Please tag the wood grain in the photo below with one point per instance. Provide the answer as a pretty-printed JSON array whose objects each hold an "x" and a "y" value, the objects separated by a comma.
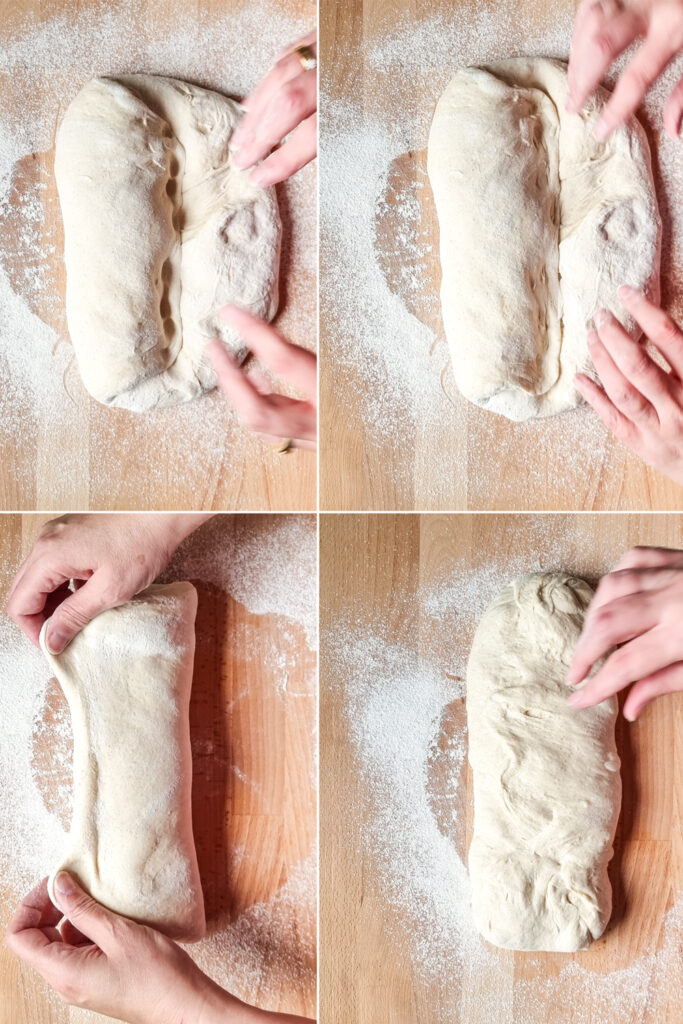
[
  {"x": 254, "y": 806},
  {"x": 473, "y": 459},
  {"x": 371, "y": 567},
  {"x": 87, "y": 456}
]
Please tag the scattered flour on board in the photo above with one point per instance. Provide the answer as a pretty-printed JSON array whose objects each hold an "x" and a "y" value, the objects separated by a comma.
[
  {"x": 402, "y": 699},
  {"x": 381, "y": 315},
  {"x": 42, "y": 67},
  {"x": 267, "y": 563}
]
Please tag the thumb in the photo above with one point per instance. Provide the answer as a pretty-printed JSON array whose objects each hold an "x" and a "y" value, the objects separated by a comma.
[
  {"x": 89, "y": 916},
  {"x": 75, "y": 612}
]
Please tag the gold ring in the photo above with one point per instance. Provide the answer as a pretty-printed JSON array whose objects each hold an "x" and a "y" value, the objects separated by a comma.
[{"x": 306, "y": 57}]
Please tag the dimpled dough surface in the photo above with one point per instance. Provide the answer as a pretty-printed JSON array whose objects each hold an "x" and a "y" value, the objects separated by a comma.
[
  {"x": 547, "y": 785},
  {"x": 160, "y": 231},
  {"x": 540, "y": 224},
  {"x": 127, "y": 677}
]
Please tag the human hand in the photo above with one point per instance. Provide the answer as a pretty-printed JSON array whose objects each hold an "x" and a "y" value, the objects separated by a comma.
[
  {"x": 603, "y": 29},
  {"x": 639, "y": 402},
  {"x": 639, "y": 604},
  {"x": 286, "y": 100},
  {"x": 114, "y": 557},
  {"x": 273, "y": 416},
  {"x": 103, "y": 962}
]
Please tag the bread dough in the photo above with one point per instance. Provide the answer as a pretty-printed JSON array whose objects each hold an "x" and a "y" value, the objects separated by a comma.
[
  {"x": 540, "y": 224},
  {"x": 547, "y": 786},
  {"x": 161, "y": 229},
  {"x": 127, "y": 678}
]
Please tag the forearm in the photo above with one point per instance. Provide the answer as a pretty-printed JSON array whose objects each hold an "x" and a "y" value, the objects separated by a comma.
[{"x": 219, "y": 1007}]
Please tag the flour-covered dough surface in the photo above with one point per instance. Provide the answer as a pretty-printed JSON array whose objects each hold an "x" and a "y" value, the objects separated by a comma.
[
  {"x": 160, "y": 231},
  {"x": 127, "y": 677},
  {"x": 540, "y": 224},
  {"x": 547, "y": 785}
]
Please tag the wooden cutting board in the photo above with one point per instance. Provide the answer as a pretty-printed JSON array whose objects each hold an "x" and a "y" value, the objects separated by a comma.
[
  {"x": 254, "y": 806},
  {"x": 371, "y": 568},
  {"x": 473, "y": 459},
  {"x": 89, "y": 456}
]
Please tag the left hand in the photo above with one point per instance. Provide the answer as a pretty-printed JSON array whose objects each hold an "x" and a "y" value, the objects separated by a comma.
[
  {"x": 638, "y": 605},
  {"x": 285, "y": 101},
  {"x": 274, "y": 417},
  {"x": 639, "y": 401},
  {"x": 103, "y": 962}
]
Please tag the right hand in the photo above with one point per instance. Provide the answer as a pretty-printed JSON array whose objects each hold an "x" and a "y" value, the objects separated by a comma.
[
  {"x": 113, "y": 556},
  {"x": 638, "y": 608},
  {"x": 603, "y": 29}
]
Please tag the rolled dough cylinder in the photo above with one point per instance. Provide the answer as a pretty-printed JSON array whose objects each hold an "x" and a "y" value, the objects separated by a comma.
[
  {"x": 547, "y": 785},
  {"x": 540, "y": 224},
  {"x": 127, "y": 677},
  {"x": 161, "y": 229}
]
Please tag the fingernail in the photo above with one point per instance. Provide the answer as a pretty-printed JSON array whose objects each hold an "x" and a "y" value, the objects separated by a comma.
[
  {"x": 56, "y": 641},
  {"x": 63, "y": 884},
  {"x": 602, "y": 130}
]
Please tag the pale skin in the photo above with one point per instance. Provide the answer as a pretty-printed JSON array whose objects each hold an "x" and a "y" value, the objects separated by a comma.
[
  {"x": 275, "y": 138},
  {"x": 284, "y": 103},
  {"x": 639, "y": 401},
  {"x": 603, "y": 29},
  {"x": 100, "y": 961},
  {"x": 638, "y": 608},
  {"x": 90, "y": 955},
  {"x": 265, "y": 413}
]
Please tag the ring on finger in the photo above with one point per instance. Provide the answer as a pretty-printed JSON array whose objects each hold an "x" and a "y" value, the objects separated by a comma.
[{"x": 306, "y": 57}]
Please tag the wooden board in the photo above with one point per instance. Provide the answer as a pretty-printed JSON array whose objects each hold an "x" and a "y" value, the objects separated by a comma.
[
  {"x": 74, "y": 453},
  {"x": 471, "y": 459},
  {"x": 254, "y": 806},
  {"x": 371, "y": 568}
]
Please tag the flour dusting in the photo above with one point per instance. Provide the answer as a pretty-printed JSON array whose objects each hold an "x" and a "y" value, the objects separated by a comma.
[{"x": 42, "y": 67}]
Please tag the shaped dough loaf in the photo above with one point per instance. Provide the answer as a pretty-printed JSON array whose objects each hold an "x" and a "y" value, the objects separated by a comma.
[
  {"x": 540, "y": 224},
  {"x": 547, "y": 786},
  {"x": 160, "y": 231},
  {"x": 127, "y": 677}
]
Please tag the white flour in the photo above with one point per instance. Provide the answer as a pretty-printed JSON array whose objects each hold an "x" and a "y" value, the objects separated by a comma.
[
  {"x": 267, "y": 563},
  {"x": 403, "y": 706},
  {"x": 42, "y": 67},
  {"x": 380, "y": 271}
]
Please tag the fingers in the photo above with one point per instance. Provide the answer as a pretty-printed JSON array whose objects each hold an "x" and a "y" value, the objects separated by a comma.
[
  {"x": 77, "y": 611},
  {"x": 657, "y": 326},
  {"x": 597, "y": 41},
  {"x": 640, "y": 657},
  {"x": 669, "y": 680},
  {"x": 615, "y": 422},
  {"x": 627, "y": 398},
  {"x": 92, "y": 921},
  {"x": 614, "y": 623},
  {"x": 29, "y": 596},
  {"x": 298, "y": 151},
  {"x": 292, "y": 103},
  {"x": 33, "y": 928},
  {"x": 294, "y": 364},
  {"x": 634, "y": 363},
  {"x": 673, "y": 111},
  {"x": 646, "y": 66}
]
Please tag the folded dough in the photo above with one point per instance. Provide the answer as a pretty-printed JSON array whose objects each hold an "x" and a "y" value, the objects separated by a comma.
[
  {"x": 540, "y": 224},
  {"x": 161, "y": 229},
  {"x": 547, "y": 786},
  {"x": 127, "y": 677}
]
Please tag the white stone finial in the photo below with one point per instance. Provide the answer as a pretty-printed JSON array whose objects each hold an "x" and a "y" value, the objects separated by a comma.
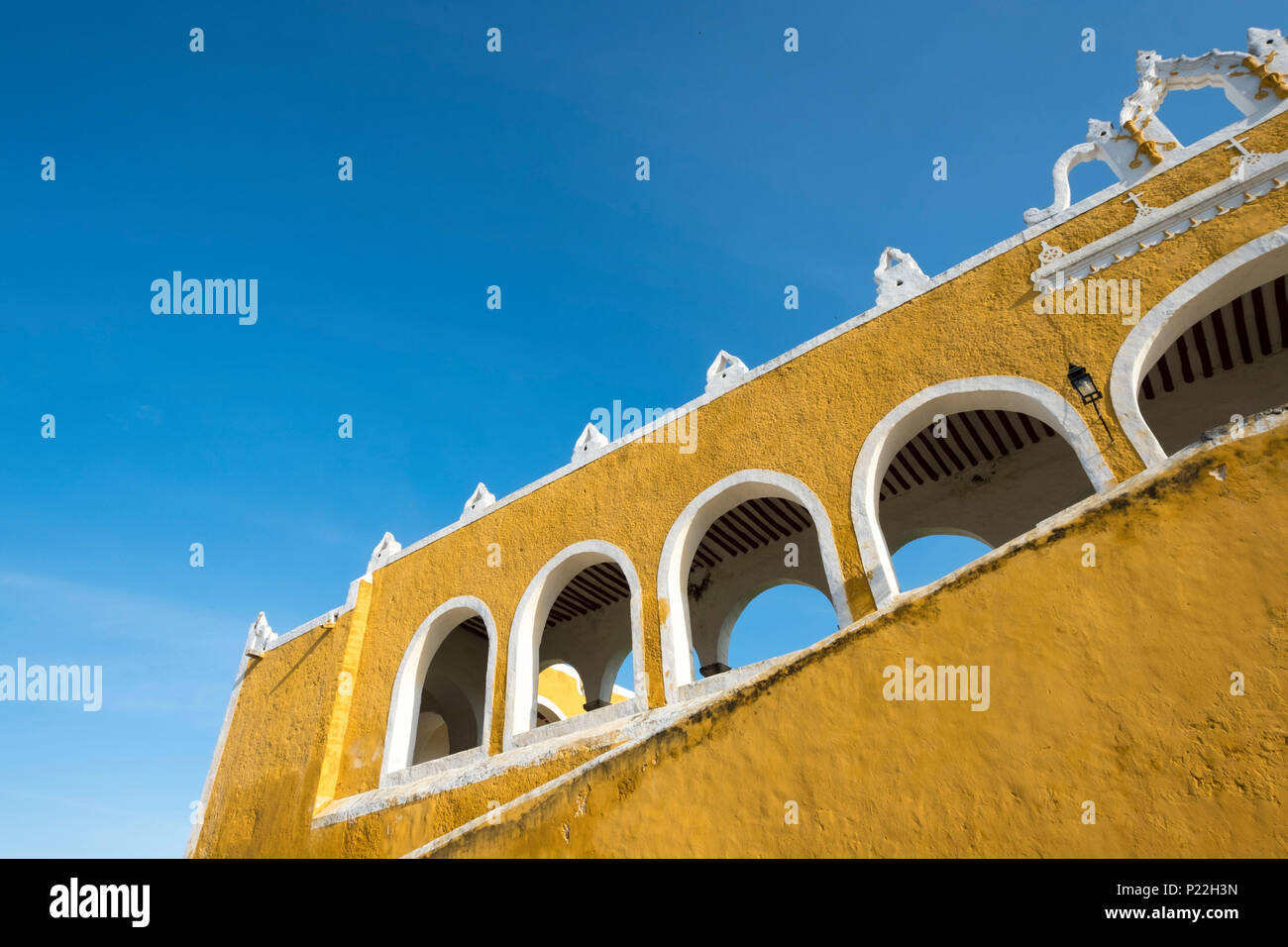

____

To be done:
Quote exactly the lines from the one that contains "Please tag the flour dusting" through the end of the listing above, both ends included, leaving out the pictures.

The output:
Please tag the flour dusting in the photo above with one point per instance. Provide the answer as a pretty-printed JSON array whose objects each hold an "x" and a "y" value, the objects separated by a comma.
[{"x": 42, "y": 67}]
Please tag the shaped dough loaf in the photo above with one point per instance. Provide the answer as a pretty-printed JSON array whose objects each hold an "x" and a "y" value, the objects separated by a comma.
[
  {"x": 540, "y": 224},
  {"x": 547, "y": 786},
  {"x": 160, "y": 231},
  {"x": 127, "y": 677}
]
Please tag the white flour in the photo above with one point per instance. Provide the answer as a pretty-printed JSON array whose objects each hold an "x" and a "y" value, the objects separated by a comma.
[
  {"x": 267, "y": 563},
  {"x": 403, "y": 706},
  {"x": 42, "y": 67},
  {"x": 380, "y": 271}
]
Please tag the fingers in the photo above with one point per instance. Provide the answer as a pretty-printed JSON array whose objects each hold an "x" and a "y" value, the objects separated by a comma.
[
  {"x": 77, "y": 611},
  {"x": 657, "y": 326},
  {"x": 597, "y": 41},
  {"x": 640, "y": 657},
  {"x": 669, "y": 680},
  {"x": 615, "y": 422},
  {"x": 627, "y": 398},
  {"x": 92, "y": 921},
  {"x": 614, "y": 623},
  {"x": 29, "y": 596},
  {"x": 298, "y": 151},
  {"x": 292, "y": 103},
  {"x": 33, "y": 928},
  {"x": 294, "y": 364},
  {"x": 634, "y": 363},
  {"x": 673, "y": 111},
  {"x": 646, "y": 66}
]
Please tag the folded dough in the photo above with one point per instance. Provide the answer as a pretty-printed JSON array whose objects each hold an "x" and a "y" value, the objects separated by a comma.
[
  {"x": 540, "y": 224},
  {"x": 161, "y": 229},
  {"x": 547, "y": 786},
  {"x": 127, "y": 677}
]
Please tag the white stone finial in the photo below with one point per instance. Provide the answer as a pretty-printed JSON array whose objects each hold an "x" and a "y" value, the objects separated by a comma.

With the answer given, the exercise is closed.